Report the number of lines below in which the word "guardrail" occurs. Nothing else is needed.

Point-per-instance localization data
⟨

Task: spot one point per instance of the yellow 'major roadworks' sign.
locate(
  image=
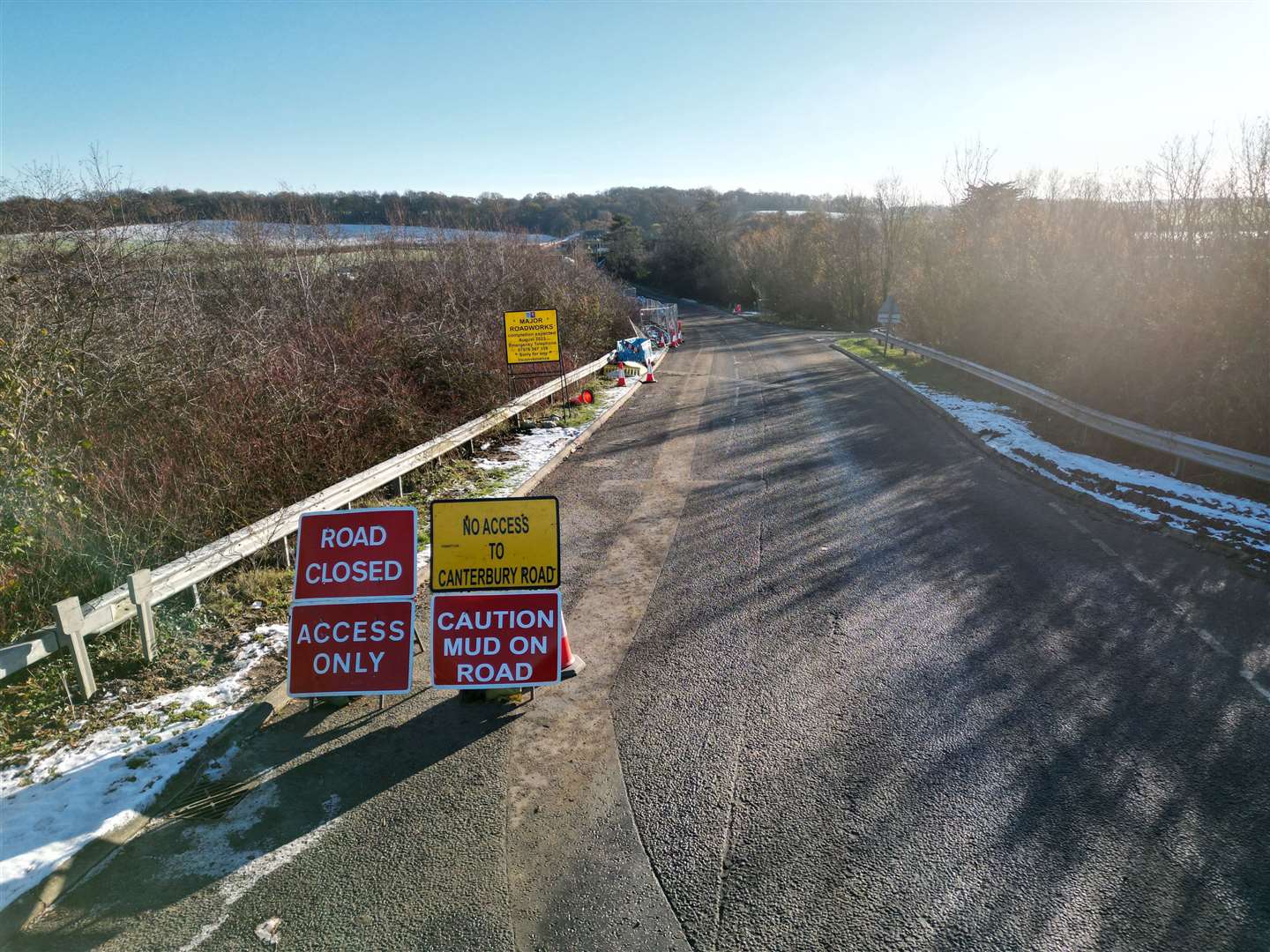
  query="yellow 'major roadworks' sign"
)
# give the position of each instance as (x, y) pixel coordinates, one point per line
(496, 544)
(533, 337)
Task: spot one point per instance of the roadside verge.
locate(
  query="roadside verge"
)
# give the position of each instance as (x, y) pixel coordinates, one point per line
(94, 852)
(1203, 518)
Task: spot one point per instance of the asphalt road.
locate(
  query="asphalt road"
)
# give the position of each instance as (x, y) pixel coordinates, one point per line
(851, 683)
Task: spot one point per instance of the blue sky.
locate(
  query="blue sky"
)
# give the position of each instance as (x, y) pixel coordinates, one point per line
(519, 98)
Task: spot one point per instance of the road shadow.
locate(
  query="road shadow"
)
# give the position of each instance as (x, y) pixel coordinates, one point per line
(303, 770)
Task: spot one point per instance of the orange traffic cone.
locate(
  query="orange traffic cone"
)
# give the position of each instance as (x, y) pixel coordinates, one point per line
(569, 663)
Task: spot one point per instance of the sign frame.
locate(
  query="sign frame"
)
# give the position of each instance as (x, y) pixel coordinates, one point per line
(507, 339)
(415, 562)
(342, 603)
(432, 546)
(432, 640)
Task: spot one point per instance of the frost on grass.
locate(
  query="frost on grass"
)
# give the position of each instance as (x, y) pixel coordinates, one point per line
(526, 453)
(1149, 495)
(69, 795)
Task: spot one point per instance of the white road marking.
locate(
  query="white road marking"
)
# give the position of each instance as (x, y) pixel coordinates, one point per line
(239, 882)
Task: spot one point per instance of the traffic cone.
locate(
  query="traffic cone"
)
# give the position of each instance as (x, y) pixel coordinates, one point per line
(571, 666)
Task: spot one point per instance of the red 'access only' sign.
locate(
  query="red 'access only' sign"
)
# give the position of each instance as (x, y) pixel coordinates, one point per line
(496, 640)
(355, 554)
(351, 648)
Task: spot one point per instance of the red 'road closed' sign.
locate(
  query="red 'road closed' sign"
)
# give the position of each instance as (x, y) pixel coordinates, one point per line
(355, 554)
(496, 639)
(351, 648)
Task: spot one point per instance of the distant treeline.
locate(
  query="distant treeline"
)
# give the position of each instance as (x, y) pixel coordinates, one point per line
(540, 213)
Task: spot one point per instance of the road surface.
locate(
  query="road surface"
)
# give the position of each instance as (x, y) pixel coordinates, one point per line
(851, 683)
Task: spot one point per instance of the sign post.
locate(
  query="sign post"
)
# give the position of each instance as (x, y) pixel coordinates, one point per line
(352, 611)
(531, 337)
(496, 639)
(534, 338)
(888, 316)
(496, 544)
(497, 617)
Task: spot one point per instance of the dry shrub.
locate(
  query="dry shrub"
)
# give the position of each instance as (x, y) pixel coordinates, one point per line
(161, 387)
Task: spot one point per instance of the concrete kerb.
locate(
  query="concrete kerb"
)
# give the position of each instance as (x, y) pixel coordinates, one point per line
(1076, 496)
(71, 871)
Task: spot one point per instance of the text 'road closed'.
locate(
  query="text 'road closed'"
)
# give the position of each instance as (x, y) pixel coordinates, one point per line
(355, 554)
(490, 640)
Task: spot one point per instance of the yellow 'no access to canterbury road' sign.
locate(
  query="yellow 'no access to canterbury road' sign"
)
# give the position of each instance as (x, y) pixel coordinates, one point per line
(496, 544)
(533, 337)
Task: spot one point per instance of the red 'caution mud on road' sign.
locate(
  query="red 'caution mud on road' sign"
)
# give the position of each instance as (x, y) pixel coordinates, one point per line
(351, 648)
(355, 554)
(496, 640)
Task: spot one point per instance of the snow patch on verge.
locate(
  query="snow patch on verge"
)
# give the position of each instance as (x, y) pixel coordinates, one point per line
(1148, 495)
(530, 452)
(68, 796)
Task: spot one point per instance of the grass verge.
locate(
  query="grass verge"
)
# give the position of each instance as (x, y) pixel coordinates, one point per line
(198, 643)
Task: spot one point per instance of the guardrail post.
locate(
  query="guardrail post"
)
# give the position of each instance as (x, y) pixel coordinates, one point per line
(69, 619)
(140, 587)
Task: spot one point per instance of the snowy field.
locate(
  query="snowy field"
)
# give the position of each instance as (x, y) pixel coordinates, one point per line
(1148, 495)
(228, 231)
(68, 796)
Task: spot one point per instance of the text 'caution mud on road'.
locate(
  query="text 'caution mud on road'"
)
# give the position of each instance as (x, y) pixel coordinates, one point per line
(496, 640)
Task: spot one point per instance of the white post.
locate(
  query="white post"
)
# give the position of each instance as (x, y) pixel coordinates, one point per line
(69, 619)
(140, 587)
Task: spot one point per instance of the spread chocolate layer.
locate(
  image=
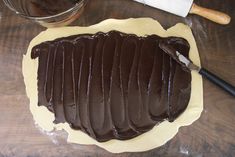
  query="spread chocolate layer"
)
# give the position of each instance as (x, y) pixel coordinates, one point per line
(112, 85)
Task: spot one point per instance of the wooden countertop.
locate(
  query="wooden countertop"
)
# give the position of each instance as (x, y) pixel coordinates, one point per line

⟩

OUTPUT OF THE TASK
2